(Aim of the task) Render the material as a JSON list of strings with one string per line, skipping blank lines and leaving out the pictures.
════════════════════
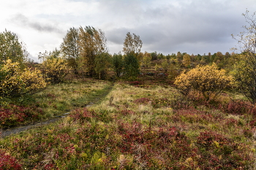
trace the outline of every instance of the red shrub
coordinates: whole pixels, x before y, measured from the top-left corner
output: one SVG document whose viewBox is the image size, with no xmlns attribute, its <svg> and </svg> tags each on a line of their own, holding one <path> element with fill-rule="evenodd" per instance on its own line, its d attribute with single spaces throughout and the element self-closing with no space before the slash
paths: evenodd
<svg viewBox="0 0 256 170">
<path fill-rule="evenodd" d="M 120 113 L 122 115 L 133 115 L 135 114 L 135 112 L 132 111 L 132 110 L 129 110 L 129 109 L 123 109 L 120 112 Z"/>
<path fill-rule="evenodd" d="M 0 151 L 0 169 L 19 170 L 21 169 L 21 165 L 18 163 L 15 158 L 7 155 L 4 151 Z"/>
</svg>

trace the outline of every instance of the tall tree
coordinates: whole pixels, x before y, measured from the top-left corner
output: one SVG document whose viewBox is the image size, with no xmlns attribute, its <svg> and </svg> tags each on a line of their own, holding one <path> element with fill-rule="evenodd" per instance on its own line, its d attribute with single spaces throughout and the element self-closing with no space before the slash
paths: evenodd
<svg viewBox="0 0 256 170">
<path fill-rule="evenodd" d="M 114 71 L 116 74 L 116 76 L 119 77 L 124 69 L 123 56 L 121 55 L 121 52 L 119 52 L 118 54 L 115 53 L 113 55 L 112 64 L 113 64 Z"/>
<path fill-rule="evenodd" d="M 86 67 L 86 72 L 92 77 L 96 74 L 95 58 L 97 55 L 108 52 L 105 34 L 102 30 L 94 27 L 80 27 L 78 45 L 79 53 Z"/>
<path fill-rule="evenodd" d="M 249 11 L 243 14 L 248 26 L 235 37 L 239 44 L 241 54 L 240 61 L 235 65 L 235 76 L 241 91 L 251 101 L 256 103 L 256 12 L 252 15 Z"/>
<path fill-rule="evenodd" d="M 15 34 L 7 30 L 0 33 L 0 63 L 7 59 L 23 63 L 28 55 L 24 43 L 18 41 Z"/>
<path fill-rule="evenodd" d="M 190 63 L 191 63 L 191 57 L 190 57 L 190 55 L 189 54 L 185 54 L 184 56 L 183 56 L 183 60 L 182 60 L 182 63 L 188 67 L 190 66 Z"/>
<path fill-rule="evenodd" d="M 61 51 L 64 57 L 67 60 L 68 64 L 78 74 L 79 45 L 78 45 L 78 29 L 70 28 L 67 31 L 63 42 L 61 45 Z"/>
<path fill-rule="evenodd" d="M 140 36 L 135 34 L 131 34 L 129 32 L 127 34 L 127 36 L 124 42 L 124 53 L 127 54 L 135 54 L 137 56 L 140 52 L 143 42 L 140 38 Z"/>
</svg>

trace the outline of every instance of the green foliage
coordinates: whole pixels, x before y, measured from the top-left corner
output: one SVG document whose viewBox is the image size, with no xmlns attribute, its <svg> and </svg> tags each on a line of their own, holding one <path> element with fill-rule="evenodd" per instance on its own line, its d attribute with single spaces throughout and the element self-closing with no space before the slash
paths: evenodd
<svg viewBox="0 0 256 170">
<path fill-rule="evenodd" d="M 182 60 L 182 63 L 188 67 L 190 66 L 190 63 L 191 63 L 191 57 L 189 54 L 185 54 L 184 56 L 183 56 L 183 60 Z"/>
<path fill-rule="evenodd" d="M 150 66 L 150 64 L 151 63 L 151 60 L 152 60 L 151 55 L 150 53 L 147 53 L 146 51 L 145 51 L 145 53 L 142 57 L 141 65 L 143 66 L 146 66 L 146 68 L 148 68 L 148 66 Z"/>
<path fill-rule="evenodd" d="M 256 57 L 244 53 L 233 65 L 231 72 L 236 80 L 238 90 L 253 104 L 256 102 Z"/>
<path fill-rule="evenodd" d="M 246 11 L 243 15 L 248 26 L 244 26 L 244 31 L 238 35 L 236 39 L 240 45 L 241 54 L 240 60 L 235 64 L 234 74 L 241 91 L 253 104 L 256 102 L 256 12 L 252 16 Z M 236 49 L 235 49 L 236 50 Z"/>
<path fill-rule="evenodd" d="M 108 74 L 108 71 L 110 67 L 110 55 L 108 53 L 102 53 L 96 56 L 95 72 L 99 79 L 105 79 Z"/>
<path fill-rule="evenodd" d="M 123 56 L 119 53 L 118 54 L 114 54 L 112 58 L 112 64 L 114 69 L 114 71 L 116 74 L 116 76 L 119 77 L 121 76 L 121 73 L 124 69 L 124 61 Z"/>
<path fill-rule="evenodd" d="M 182 73 L 174 84 L 181 92 L 187 95 L 191 90 L 200 92 L 206 101 L 215 98 L 224 89 L 231 87 L 233 77 L 228 76 L 224 69 L 219 70 L 216 65 L 197 66 L 187 73 Z"/>
<path fill-rule="evenodd" d="M 64 58 L 67 60 L 68 65 L 74 69 L 75 74 L 78 73 L 78 29 L 73 27 L 67 31 L 65 37 L 63 39 L 63 42 L 61 45 L 61 51 L 64 55 Z"/>
<path fill-rule="evenodd" d="M 47 81 L 53 84 L 63 82 L 69 72 L 67 61 L 61 57 L 50 55 L 42 62 L 42 66 Z"/>
<path fill-rule="evenodd" d="M 124 76 L 128 80 L 135 80 L 140 74 L 140 66 L 134 54 L 129 53 L 124 56 Z"/>
<path fill-rule="evenodd" d="M 126 55 L 133 53 L 137 55 L 140 52 L 143 42 L 140 40 L 140 36 L 128 32 L 124 39 L 123 51 Z"/>
<path fill-rule="evenodd" d="M 108 65 L 108 61 L 100 59 L 102 56 L 106 56 L 102 54 L 108 53 L 108 50 L 107 39 L 102 31 L 91 26 L 86 26 L 84 28 L 79 28 L 78 45 L 80 61 L 82 63 L 80 69 L 89 76 L 93 77 L 96 74 L 96 67 L 98 68 L 97 72 L 99 74 L 100 66 Z M 96 58 L 103 63 L 97 62 Z M 100 64 L 100 66 L 97 66 L 97 64 Z"/>
<path fill-rule="evenodd" d="M 5 30 L 0 33 L 0 63 L 7 59 L 23 63 L 28 57 L 23 43 L 18 41 L 17 35 Z"/>
<path fill-rule="evenodd" d="M 0 95 L 20 96 L 37 92 L 46 86 L 41 72 L 22 69 L 18 62 L 8 59 L 0 65 Z"/>
</svg>

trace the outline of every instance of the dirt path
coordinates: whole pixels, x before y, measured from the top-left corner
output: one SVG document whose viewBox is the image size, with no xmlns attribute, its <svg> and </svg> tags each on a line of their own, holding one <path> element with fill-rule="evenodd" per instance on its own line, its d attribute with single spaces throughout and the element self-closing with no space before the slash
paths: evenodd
════════════════════
(Problem solution)
[
  "trace the outline of every instance of the red shrub",
  "coordinates: whole pixels, x before y, measured from the top-left corner",
  "output: one SVG document whose viewBox is the image size, with no xmlns attribute, its <svg> and </svg> tags each on a line of their own, holding one <path> element with fill-rule=\"evenodd\" per instance on its own line, its d attribute with single spaces throughout and the element self-closing with no space before the slash",
  "paths: evenodd",
  "<svg viewBox=\"0 0 256 170\">",
  "<path fill-rule=\"evenodd\" d=\"M 120 113 L 122 115 L 133 115 L 135 114 L 135 112 L 132 111 L 132 110 L 129 110 L 129 109 L 123 109 L 120 112 Z\"/>",
  "<path fill-rule=\"evenodd\" d=\"M 0 151 L 0 169 L 19 170 L 21 169 L 21 165 L 18 163 L 15 158 L 7 155 L 4 151 Z\"/>",
  "</svg>",
  "trace the outline of every instance of the tall tree",
  "coordinates: whole pixels, x before y, measured from the top-left corner",
  "output: one SVG document whose viewBox is the image size, with no xmlns attribute, its <svg> and </svg> tags each on a line of their own, holding one <path> element with fill-rule=\"evenodd\" per instance on its own line, its d attribute with single spaces throughout and the element self-closing with no space before the slash",
  "paths: evenodd",
  "<svg viewBox=\"0 0 256 170\">",
  "<path fill-rule=\"evenodd\" d=\"M 114 71 L 116 74 L 116 76 L 119 77 L 124 69 L 123 56 L 121 55 L 121 52 L 119 52 L 118 54 L 115 53 L 113 55 L 112 64 L 113 64 Z\"/>",
  "<path fill-rule=\"evenodd\" d=\"M 86 67 L 86 72 L 92 77 L 96 74 L 95 58 L 97 55 L 108 52 L 105 34 L 102 30 L 94 27 L 80 27 L 78 45 L 79 53 Z\"/>",
  "<path fill-rule=\"evenodd\" d=\"M 249 11 L 243 14 L 248 26 L 235 37 L 239 44 L 241 54 L 240 61 L 235 65 L 235 76 L 241 91 L 251 101 L 256 103 L 256 12 L 252 15 Z\"/>",
  "<path fill-rule=\"evenodd\" d=\"M 15 34 L 7 30 L 0 33 L 0 63 L 7 59 L 23 63 L 28 55 L 24 43 L 18 41 Z\"/>",
  "<path fill-rule=\"evenodd\" d=\"M 190 63 L 191 63 L 191 57 L 190 57 L 190 55 L 189 54 L 185 54 L 184 56 L 183 56 L 183 60 L 182 60 L 182 63 L 188 67 L 190 66 Z\"/>",
  "<path fill-rule=\"evenodd\" d=\"M 61 51 L 64 57 L 67 60 L 68 64 L 78 74 L 79 45 L 78 45 L 78 29 L 70 28 L 67 31 L 63 42 L 61 45 Z\"/>",
  "<path fill-rule=\"evenodd\" d=\"M 140 36 L 135 34 L 131 34 L 129 32 L 127 34 L 127 36 L 124 42 L 124 53 L 127 54 L 135 54 L 137 56 L 140 52 L 143 42 L 140 38 Z\"/>",
  "</svg>",
  "trace the outline of every instance of the green foliage",
  "coordinates: whole pixels, x before y, measured from the top-left corner",
  "output: one SVG document whose viewBox is the image size, with no xmlns attribute, its <svg> and </svg> tags each on a line of their own, holding one <path> element with fill-rule=\"evenodd\" per instance on its own line, its d attribute with single spaces throughout and the element self-closing with no space before the slash",
  "paths: evenodd",
  "<svg viewBox=\"0 0 256 170\">",
  "<path fill-rule=\"evenodd\" d=\"M 182 60 L 182 63 L 188 67 L 190 66 L 190 63 L 191 63 L 191 57 L 189 54 L 185 54 L 184 56 L 183 56 L 183 60 Z\"/>",
  "<path fill-rule=\"evenodd\" d=\"M 150 66 L 150 64 L 151 63 L 151 60 L 152 60 L 151 55 L 150 53 L 147 53 L 146 51 L 145 51 L 145 53 L 142 57 L 141 65 L 143 66 L 146 66 L 146 68 L 148 68 L 148 66 Z\"/>",
  "<path fill-rule=\"evenodd\" d=\"M 256 57 L 244 53 L 233 65 L 231 72 L 236 80 L 238 90 L 253 104 L 256 102 Z\"/>",
  "<path fill-rule=\"evenodd\" d=\"M 246 11 L 243 15 L 248 26 L 244 26 L 244 31 L 238 35 L 236 39 L 240 45 L 241 54 L 240 60 L 235 64 L 234 74 L 241 91 L 253 104 L 256 102 L 256 12 L 252 16 Z M 236 49 L 235 49 L 236 50 Z\"/>",
  "<path fill-rule=\"evenodd\" d=\"M 108 74 L 108 71 L 110 67 L 110 55 L 108 53 L 102 53 L 96 56 L 95 72 L 99 79 L 105 79 Z\"/>",
  "<path fill-rule=\"evenodd\" d=\"M 123 56 L 119 53 L 118 54 L 114 54 L 112 58 L 112 64 L 114 69 L 114 71 L 116 74 L 116 76 L 119 77 L 121 76 L 121 73 L 124 69 L 124 61 Z\"/>",
  "<path fill-rule=\"evenodd\" d=\"M 182 73 L 174 84 L 181 92 L 187 95 L 191 90 L 200 92 L 206 101 L 215 98 L 224 89 L 231 87 L 233 77 L 228 76 L 224 69 L 219 70 L 216 65 L 197 66 L 187 73 Z\"/>",
  "<path fill-rule=\"evenodd\" d=\"M 64 58 L 67 60 L 68 65 L 74 69 L 75 74 L 78 73 L 78 29 L 73 27 L 67 31 L 65 37 L 63 39 L 63 42 L 61 45 L 61 51 L 64 55 Z\"/>",
  "<path fill-rule=\"evenodd\" d=\"M 47 81 L 53 84 L 63 82 L 69 72 L 67 61 L 61 57 L 50 55 L 42 62 L 42 66 Z\"/>",
  "<path fill-rule=\"evenodd\" d=\"M 124 76 L 128 80 L 135 80 L 140 74 L 140 66 L 134 54 L 129 53 L 124 56 Z\"/>",
  "<path fill-rule=\"evenodd\" d=\"M 126 55 L 133 53 L 137 55 L 140 52 L 143 42 L 140 40 L 140 36 L 128 32 L 124 39 L 123 51 Z\"/>",
  "<path fill-rule=\"evenodd\" d=\"M 108 65 L 108 61 L 100 59 L 102 56 L 106 56 L 102 54 L 108 53 L 108 50 L 107 39 L 102 31 L 91 26 L 86 26 L 84 28 L 79 28 L 78 45 L 80 61 L 82 63 L 80 69 L 89 76 L 93 77 L 96 74 L 96 67 L 98 68 L 97 72 L 99 74 L 100 66 Z M 96 58 L 103 63 L 97 62 Z M 100 64 L 100 66 L 97 66 L 97 64 Z\"/>",
  "<path fill-rule=\"evenodd\" d=\"M 5 30 L 0 33 L 0 63 L 7 59 L 23 63 L 28 57 L 23 43 L 18 41 L 17 35 Z\"/>",
  "<path fill-rule=\"evenodd\" d=\"M 0 95 L 20 96 L 37 92 L 46 86 L 41 72 L 22 69 L 18 62 L 8 59 L 0 65 Z\"/>",
  "</svg>",
  "trace the outline of every instance of the dirt path",
  "coordinates: whole pixels, x before y, measured from the top-left corner",
  "output: one SVG document whose viewBox is the image size, with no xmlns attribute, its <svg> and </svg> tags each on a line of their own, holding one <path> element with fill-rule=\"evenodd\" per instance on its own line, its d attribute with single spaces throughout and the element self-closing with no space before the slash",
  "paths: evenodd"
]